-- Start PROVIDED DATA --
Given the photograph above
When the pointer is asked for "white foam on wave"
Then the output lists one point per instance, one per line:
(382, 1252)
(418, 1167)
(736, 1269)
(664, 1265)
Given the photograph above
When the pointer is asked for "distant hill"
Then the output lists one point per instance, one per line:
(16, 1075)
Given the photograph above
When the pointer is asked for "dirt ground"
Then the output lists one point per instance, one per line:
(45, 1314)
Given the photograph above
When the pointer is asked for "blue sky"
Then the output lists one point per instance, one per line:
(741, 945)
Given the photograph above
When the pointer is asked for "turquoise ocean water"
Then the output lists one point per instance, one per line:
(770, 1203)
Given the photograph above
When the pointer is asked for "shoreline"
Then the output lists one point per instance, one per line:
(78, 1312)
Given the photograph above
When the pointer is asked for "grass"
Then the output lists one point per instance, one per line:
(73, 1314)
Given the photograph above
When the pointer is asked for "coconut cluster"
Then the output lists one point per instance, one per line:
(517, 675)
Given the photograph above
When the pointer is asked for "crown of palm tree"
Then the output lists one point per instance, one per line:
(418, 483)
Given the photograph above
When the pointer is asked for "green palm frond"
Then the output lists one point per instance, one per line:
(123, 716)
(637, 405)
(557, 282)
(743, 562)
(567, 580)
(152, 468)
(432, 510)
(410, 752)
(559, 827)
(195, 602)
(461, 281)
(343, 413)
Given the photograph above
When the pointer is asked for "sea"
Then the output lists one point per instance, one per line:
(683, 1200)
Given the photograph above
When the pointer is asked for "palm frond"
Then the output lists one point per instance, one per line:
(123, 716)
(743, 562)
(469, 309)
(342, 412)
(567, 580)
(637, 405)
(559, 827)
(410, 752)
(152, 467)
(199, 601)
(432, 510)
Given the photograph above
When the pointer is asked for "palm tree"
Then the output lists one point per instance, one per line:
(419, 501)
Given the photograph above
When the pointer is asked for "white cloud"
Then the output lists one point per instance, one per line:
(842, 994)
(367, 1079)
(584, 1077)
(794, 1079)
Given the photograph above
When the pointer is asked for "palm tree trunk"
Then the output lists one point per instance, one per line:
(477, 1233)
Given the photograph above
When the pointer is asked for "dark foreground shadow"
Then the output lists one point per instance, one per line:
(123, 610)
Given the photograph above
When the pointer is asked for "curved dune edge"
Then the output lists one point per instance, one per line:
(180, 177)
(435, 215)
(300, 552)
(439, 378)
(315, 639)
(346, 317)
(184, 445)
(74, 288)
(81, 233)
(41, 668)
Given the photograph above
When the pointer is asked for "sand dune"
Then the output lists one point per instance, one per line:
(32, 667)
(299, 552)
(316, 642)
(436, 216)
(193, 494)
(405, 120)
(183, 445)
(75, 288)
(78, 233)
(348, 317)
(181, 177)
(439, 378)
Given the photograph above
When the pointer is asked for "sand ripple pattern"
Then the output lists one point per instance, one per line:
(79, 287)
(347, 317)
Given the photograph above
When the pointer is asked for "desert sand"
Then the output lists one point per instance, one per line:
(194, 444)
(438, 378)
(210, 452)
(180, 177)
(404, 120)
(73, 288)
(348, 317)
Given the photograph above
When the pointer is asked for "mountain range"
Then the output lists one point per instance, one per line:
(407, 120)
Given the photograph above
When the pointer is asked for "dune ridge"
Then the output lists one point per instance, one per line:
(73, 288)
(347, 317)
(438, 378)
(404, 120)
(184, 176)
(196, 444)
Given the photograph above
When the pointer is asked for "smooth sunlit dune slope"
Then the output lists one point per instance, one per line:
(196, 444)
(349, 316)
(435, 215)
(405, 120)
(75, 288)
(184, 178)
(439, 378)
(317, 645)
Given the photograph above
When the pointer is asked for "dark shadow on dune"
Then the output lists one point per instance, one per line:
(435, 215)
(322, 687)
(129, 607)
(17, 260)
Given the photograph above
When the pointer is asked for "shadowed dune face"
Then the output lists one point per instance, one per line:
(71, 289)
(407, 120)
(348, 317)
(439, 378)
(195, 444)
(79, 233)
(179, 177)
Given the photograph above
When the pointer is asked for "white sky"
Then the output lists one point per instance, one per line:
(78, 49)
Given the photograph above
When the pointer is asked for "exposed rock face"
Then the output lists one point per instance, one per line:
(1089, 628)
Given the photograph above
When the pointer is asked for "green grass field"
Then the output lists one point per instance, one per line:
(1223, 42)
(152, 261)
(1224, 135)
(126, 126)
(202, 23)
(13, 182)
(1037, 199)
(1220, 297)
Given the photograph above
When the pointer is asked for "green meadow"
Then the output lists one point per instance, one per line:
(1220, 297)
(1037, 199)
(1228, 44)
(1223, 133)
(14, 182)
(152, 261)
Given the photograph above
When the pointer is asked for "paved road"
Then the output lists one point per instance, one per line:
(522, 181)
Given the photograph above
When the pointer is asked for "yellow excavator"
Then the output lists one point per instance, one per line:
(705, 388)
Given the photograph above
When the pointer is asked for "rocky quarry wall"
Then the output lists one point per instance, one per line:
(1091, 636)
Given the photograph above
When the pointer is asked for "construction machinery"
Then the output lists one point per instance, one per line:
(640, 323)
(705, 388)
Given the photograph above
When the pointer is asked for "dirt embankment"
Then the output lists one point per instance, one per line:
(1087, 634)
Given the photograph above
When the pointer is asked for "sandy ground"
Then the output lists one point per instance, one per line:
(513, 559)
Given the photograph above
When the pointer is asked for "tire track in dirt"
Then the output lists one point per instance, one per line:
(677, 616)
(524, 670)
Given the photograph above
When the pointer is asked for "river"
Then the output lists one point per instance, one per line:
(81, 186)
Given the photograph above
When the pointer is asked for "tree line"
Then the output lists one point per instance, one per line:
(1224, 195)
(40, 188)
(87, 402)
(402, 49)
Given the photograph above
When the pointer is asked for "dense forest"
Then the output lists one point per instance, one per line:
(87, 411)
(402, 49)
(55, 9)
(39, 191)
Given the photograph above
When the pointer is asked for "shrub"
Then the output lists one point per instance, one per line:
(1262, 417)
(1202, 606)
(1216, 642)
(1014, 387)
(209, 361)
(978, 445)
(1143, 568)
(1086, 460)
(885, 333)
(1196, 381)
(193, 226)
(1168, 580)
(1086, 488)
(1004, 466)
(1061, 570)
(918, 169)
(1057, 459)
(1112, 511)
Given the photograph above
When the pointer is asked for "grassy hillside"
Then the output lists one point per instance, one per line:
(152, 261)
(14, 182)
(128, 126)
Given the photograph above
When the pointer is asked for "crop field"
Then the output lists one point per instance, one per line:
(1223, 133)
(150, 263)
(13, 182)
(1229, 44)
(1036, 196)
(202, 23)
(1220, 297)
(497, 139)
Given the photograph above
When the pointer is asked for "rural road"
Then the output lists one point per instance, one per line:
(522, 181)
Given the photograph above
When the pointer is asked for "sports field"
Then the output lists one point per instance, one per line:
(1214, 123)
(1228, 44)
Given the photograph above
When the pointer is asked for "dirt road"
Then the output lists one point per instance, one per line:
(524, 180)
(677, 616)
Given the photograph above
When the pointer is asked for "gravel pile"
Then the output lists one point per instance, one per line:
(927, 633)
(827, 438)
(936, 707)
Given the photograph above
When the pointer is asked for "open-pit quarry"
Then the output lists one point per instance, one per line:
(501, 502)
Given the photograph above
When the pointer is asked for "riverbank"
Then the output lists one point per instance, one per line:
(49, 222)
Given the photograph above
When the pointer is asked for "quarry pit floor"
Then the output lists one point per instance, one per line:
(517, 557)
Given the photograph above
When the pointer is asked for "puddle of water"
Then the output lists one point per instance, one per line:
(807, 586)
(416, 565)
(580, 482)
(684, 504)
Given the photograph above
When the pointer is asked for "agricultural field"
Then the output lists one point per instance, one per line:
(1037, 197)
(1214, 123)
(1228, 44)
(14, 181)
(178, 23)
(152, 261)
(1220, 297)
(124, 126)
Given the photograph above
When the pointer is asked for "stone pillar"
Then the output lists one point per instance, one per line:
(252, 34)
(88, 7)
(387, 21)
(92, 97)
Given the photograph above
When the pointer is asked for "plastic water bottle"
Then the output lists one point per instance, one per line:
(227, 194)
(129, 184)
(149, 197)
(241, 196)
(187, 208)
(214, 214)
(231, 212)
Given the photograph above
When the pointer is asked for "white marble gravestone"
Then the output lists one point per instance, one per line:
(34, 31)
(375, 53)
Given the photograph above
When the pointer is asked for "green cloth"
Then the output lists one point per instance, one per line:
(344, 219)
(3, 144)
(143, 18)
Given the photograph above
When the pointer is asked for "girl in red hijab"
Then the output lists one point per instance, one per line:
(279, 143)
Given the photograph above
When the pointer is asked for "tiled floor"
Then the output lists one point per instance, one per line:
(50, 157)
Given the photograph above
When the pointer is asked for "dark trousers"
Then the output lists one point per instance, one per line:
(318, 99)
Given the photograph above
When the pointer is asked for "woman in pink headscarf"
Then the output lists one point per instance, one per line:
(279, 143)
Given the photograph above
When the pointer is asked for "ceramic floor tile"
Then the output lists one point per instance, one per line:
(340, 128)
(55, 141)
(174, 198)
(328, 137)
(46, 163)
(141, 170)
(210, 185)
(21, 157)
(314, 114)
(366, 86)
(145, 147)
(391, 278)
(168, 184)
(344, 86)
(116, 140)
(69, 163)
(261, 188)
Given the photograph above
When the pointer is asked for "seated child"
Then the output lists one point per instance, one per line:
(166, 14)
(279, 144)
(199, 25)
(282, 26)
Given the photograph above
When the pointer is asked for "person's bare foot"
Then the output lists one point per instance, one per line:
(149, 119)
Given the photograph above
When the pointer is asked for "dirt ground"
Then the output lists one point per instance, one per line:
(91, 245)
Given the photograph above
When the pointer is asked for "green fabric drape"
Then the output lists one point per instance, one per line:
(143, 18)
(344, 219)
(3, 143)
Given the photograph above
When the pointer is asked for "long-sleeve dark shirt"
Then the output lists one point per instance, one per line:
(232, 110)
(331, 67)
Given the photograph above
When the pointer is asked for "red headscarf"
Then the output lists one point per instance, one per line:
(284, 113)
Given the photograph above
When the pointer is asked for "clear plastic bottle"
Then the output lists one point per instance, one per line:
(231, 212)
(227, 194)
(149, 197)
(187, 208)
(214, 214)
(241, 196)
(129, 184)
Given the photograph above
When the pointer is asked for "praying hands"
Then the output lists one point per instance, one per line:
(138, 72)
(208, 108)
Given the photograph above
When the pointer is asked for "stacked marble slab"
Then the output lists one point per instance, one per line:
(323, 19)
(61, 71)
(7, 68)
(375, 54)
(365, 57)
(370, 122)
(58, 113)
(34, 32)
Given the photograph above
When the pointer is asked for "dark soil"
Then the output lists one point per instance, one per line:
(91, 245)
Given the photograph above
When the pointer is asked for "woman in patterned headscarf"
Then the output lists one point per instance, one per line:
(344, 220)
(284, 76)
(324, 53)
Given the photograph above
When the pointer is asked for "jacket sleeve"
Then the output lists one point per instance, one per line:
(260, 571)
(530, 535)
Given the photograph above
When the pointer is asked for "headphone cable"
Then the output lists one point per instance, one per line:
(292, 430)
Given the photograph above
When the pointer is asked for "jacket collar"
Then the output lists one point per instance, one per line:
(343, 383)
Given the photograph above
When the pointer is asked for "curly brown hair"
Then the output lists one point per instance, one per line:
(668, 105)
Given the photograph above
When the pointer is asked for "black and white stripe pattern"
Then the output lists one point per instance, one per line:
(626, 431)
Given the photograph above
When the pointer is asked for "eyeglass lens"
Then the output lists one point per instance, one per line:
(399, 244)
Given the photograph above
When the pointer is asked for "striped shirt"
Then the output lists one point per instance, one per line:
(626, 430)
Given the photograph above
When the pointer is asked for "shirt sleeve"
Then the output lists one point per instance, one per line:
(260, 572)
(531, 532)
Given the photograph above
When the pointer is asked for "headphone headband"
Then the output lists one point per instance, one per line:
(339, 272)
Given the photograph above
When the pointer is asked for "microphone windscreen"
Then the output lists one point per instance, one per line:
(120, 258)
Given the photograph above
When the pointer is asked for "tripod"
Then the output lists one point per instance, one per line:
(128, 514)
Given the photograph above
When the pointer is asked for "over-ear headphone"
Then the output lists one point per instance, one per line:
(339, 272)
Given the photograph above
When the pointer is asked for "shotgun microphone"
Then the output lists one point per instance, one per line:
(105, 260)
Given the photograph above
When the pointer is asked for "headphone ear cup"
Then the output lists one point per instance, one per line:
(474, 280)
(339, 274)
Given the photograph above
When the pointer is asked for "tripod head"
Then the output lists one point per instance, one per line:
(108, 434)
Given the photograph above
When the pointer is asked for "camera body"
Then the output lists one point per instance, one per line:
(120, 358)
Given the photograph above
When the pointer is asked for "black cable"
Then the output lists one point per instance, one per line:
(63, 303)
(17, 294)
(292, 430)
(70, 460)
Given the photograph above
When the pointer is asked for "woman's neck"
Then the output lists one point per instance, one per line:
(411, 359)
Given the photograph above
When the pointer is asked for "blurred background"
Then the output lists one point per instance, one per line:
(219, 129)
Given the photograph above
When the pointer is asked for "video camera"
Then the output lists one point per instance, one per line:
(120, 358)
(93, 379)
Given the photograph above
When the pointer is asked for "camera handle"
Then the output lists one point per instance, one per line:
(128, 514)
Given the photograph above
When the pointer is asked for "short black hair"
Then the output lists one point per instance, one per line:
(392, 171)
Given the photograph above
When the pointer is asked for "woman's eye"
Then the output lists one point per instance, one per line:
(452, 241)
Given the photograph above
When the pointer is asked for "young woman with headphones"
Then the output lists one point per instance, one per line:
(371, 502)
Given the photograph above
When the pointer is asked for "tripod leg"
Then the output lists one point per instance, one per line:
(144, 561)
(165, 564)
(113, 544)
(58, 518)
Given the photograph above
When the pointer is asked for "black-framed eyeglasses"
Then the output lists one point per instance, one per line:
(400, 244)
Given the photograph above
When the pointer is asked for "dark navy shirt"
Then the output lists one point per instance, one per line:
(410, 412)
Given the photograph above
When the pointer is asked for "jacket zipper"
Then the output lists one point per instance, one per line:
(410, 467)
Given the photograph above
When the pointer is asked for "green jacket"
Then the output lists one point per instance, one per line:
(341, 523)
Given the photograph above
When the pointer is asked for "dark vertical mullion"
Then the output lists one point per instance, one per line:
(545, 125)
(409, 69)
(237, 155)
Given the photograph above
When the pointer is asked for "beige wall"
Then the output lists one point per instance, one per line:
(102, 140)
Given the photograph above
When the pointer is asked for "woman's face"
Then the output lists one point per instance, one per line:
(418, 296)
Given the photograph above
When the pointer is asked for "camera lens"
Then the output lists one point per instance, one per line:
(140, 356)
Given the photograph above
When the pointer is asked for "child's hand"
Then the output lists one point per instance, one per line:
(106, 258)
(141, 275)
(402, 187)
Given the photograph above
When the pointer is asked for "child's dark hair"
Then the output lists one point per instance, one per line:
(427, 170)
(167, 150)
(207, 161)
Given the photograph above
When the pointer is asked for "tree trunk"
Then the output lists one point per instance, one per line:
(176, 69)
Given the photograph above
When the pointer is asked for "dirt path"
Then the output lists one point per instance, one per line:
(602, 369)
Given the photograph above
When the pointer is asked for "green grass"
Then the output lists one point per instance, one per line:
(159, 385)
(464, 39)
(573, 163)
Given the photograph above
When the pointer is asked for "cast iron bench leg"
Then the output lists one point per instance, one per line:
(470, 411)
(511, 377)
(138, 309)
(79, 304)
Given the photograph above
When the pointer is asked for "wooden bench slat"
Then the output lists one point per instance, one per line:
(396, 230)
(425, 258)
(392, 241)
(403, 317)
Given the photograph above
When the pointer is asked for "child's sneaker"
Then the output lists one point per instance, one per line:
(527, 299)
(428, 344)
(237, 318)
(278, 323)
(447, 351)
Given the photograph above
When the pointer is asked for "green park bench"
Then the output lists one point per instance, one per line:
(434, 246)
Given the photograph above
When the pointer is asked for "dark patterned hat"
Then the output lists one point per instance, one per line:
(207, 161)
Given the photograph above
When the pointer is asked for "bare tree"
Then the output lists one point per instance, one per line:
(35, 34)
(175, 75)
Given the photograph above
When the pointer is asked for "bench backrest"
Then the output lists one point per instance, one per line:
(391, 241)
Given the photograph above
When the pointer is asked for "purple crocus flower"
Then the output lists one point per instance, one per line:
-- End PROVIDED DATA --
> **WORK TO COMPLETE**:
Select every line above that contains the word "wall", and copy each one. Case counts.

> **THE OUTPUT**:
When the pointer is asked for "rocky quarry wall"
When the pointer is asked for "beige wall"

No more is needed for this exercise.